---- Listed entries
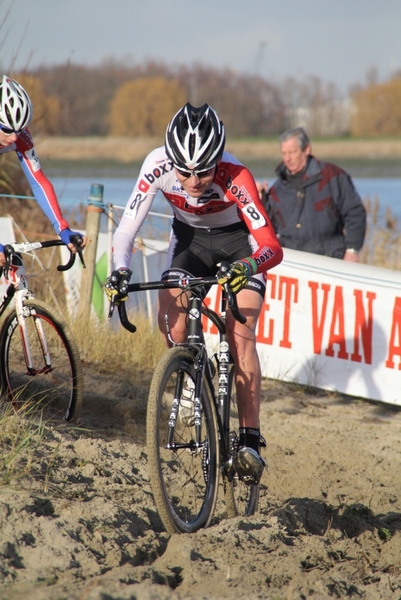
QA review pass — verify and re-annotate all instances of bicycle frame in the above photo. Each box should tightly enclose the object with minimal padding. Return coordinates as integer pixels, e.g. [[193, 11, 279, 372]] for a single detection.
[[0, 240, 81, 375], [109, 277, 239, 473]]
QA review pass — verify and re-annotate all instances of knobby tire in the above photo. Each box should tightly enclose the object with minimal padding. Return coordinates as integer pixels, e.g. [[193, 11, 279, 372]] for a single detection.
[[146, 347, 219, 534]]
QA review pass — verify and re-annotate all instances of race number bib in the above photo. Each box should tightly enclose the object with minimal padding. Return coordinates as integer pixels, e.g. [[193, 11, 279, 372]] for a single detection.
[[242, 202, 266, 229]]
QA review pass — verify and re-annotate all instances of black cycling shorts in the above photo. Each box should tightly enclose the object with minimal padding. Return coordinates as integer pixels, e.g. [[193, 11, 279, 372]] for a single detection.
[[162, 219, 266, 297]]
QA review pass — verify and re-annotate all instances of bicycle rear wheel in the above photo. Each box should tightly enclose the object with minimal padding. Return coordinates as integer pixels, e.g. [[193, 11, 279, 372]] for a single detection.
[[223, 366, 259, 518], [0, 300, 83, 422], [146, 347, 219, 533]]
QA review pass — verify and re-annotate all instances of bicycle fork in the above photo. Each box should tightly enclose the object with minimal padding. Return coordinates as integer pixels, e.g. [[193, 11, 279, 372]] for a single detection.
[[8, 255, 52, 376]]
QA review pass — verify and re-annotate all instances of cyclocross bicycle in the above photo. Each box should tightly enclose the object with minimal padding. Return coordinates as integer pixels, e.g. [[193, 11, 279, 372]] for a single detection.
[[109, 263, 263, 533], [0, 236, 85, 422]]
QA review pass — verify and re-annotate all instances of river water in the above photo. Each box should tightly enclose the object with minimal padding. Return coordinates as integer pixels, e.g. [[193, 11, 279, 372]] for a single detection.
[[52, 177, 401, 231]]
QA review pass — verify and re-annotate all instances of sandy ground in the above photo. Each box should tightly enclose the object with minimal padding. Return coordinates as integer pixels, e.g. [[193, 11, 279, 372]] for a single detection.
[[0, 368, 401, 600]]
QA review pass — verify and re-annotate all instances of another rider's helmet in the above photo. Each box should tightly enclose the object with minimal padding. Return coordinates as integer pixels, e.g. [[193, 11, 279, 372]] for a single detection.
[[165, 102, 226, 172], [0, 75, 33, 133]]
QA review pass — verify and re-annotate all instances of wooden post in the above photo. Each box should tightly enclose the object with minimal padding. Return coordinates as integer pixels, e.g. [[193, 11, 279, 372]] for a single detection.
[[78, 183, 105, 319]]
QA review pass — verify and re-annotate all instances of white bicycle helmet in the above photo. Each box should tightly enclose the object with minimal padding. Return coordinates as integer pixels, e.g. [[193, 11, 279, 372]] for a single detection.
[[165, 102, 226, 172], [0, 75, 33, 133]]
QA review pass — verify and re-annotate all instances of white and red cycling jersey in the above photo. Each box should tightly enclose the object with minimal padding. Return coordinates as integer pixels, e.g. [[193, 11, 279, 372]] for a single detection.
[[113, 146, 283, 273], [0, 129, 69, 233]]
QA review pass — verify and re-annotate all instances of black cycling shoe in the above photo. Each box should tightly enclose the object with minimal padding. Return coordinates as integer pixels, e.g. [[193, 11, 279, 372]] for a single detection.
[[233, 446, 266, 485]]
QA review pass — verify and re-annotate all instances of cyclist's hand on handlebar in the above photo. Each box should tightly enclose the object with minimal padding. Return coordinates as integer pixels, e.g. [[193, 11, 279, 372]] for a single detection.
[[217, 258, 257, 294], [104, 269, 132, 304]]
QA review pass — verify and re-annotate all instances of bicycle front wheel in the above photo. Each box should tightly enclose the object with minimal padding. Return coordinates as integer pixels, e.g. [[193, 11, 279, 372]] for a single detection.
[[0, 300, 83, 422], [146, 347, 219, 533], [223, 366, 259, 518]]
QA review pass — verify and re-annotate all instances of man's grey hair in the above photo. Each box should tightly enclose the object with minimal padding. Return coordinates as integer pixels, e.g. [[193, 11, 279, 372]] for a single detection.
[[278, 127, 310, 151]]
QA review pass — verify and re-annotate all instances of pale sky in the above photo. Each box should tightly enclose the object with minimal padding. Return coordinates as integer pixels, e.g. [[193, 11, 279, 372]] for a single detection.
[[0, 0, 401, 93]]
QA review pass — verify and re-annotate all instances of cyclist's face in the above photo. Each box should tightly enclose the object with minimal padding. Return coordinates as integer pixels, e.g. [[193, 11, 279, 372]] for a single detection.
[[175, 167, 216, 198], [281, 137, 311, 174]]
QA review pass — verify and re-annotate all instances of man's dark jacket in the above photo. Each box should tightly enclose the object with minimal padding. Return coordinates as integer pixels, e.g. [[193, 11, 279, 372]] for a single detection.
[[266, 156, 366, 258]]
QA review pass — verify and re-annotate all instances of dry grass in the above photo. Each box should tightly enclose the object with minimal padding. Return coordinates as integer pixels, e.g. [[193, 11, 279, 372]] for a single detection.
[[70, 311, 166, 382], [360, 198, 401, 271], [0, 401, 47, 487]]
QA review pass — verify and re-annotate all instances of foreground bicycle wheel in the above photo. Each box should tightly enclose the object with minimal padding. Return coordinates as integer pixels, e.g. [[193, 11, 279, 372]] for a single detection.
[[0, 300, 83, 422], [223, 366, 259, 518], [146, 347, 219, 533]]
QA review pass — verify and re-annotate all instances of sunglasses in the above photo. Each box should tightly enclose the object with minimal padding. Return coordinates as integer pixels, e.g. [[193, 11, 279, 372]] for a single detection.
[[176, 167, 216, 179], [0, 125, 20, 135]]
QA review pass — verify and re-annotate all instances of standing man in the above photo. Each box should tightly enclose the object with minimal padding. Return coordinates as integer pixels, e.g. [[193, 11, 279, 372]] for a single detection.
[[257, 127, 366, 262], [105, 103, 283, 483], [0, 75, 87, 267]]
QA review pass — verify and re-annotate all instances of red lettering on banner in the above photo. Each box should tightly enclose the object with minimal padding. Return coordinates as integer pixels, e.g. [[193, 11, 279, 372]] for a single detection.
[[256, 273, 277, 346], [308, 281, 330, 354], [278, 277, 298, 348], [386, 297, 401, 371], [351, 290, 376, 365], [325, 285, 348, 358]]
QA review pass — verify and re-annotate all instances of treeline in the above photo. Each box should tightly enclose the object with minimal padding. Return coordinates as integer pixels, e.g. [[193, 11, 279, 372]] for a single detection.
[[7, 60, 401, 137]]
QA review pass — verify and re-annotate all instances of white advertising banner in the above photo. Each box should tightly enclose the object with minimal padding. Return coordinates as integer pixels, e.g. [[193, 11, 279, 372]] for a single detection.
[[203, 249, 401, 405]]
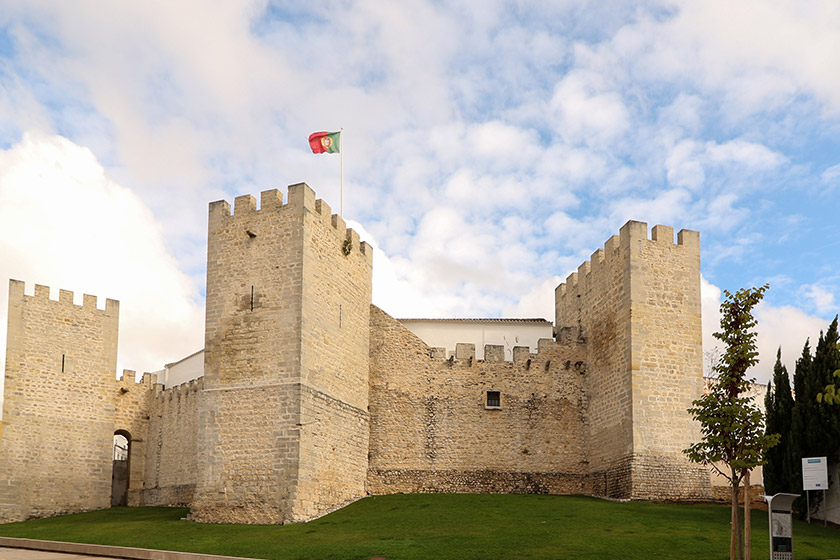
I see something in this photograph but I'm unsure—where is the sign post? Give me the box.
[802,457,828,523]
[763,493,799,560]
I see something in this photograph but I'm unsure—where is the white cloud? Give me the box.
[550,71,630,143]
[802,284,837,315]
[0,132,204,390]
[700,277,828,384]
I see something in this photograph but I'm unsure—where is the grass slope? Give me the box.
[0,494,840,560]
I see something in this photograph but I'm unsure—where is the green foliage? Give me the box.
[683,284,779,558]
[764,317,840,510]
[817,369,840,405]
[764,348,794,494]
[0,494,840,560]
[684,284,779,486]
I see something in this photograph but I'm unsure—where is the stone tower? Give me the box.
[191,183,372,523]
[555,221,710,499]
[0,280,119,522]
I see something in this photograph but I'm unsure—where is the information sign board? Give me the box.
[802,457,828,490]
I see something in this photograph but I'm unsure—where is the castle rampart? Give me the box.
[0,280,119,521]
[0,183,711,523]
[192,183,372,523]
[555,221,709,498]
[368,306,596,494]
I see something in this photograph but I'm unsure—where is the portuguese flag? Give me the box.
--------
_Exercise description_
Reproduce verbatim the part of the items that opens with the line containing "instances of standing" and closes with the line containing "285, 348, 358]]", including both of those lines.

_Problem solution_
QA review pass — verify and re-annotate all instances of standing man in the above photo. Each box should tightly enclose the object with minimal padding. Return coordinates as integer pixels, e.g. [[193, 11, 279, 372]] for a single detection.
[[257, 127, 366, 262], [105, 103, 283, 483], [0, 75, 87, 267]]
QA review pass — verify and re-annotate all instances of red lettering on banner in the above photo. Each box should tightly enclose the object with minimal padding. Return coordinates as integer pixels, e.g. [[193, 11, 279, 372]] for a single detection.
[[256, 273, 277, 346], [308, 281, 330, 354], [278, 277, 298, 348], [386, 297, 401, 371], [351, 290, 376, 365], [325, 285, 348, 358]]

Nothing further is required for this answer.